> _Selected passage_
It's been part of how he has approached music since before his 2014 debut EP Zebra, and the Los Angeles-based artist "hasn't yet strayed from that initial spark". Gallant's search for comprehension isn't something turned solely within, however, the young singer-songwriter understanding that self-awareness requires a deep wealth of outer context. 

"[While studying music at New York University] I was constantly surrounded by the energy of peers who were really focused on the aesthetic of being an artist or whatever they call themselves," Gallant reflects. "They weren't really focused on the why or the process and it carried over into a lot of professors, too. Outside of the class when I was trying to be in the industry, so to speak, I was messing around with different business people left and right and it all just had that vibe, that kind of feeling of nothing really real. Just very hollow."

> _Extracted entries_
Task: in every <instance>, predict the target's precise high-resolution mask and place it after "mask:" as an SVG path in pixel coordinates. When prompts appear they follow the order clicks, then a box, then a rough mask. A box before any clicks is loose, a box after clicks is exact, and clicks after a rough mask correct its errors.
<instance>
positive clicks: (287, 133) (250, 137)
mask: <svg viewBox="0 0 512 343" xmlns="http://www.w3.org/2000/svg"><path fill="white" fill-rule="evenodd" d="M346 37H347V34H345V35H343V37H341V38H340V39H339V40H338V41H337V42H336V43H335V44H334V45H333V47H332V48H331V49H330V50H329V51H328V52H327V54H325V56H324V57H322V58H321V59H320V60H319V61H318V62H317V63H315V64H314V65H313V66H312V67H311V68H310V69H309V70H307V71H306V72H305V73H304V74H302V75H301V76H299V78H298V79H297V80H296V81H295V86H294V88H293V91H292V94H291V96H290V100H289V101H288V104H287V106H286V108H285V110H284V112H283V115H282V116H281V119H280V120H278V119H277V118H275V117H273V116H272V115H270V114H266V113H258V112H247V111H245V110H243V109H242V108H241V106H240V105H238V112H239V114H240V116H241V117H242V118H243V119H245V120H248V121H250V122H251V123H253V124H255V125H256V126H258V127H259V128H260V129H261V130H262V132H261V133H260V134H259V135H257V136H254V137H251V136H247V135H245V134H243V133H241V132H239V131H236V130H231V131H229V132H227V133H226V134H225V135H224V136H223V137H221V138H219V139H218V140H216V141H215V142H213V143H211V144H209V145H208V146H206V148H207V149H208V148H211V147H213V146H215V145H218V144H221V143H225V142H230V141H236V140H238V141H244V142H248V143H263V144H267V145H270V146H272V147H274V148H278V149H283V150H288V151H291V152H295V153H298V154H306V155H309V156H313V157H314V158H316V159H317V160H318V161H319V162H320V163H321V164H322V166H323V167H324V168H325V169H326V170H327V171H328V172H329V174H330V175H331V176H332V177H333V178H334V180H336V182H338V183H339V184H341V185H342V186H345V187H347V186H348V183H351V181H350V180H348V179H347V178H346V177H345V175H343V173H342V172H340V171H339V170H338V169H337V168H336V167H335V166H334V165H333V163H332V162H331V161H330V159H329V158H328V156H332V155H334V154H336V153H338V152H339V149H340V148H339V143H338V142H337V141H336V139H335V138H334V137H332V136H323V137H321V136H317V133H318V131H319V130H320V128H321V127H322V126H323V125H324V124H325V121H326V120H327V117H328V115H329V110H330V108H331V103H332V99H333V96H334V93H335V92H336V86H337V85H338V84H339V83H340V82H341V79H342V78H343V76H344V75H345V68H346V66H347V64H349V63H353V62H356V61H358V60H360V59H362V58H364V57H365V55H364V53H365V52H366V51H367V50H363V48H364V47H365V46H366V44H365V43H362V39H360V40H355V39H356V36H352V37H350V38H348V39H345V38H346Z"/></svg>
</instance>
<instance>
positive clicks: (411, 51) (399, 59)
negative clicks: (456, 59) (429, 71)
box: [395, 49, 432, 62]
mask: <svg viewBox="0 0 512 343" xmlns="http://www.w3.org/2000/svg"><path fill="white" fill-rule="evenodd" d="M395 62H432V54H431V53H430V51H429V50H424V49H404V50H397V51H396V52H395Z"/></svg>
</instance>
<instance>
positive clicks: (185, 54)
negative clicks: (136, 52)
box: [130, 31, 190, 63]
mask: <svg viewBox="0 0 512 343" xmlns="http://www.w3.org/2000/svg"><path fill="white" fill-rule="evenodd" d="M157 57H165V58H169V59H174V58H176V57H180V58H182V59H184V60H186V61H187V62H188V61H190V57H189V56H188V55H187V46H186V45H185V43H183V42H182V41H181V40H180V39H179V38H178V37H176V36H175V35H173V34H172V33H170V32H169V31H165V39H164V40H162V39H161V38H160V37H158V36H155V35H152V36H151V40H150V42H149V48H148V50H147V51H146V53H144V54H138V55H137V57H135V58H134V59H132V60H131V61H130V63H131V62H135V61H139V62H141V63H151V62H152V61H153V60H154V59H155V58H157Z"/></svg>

> _Required work_
Could you copy everything from "It's been part" down to "of outer context." in the passage about Gallant, substituting "flame" for "spark"?

> _Task output_
It's been part of how he has approached music since before his 2014 debut EP Zebra, and the Los Angeles-based artist "hasn't yet strayed from that initial flame". Gallant's search for comprehension isn't something turned solely within, however, the young singer-songwriter understanding that self-awareness requires a deep wealth of outer context.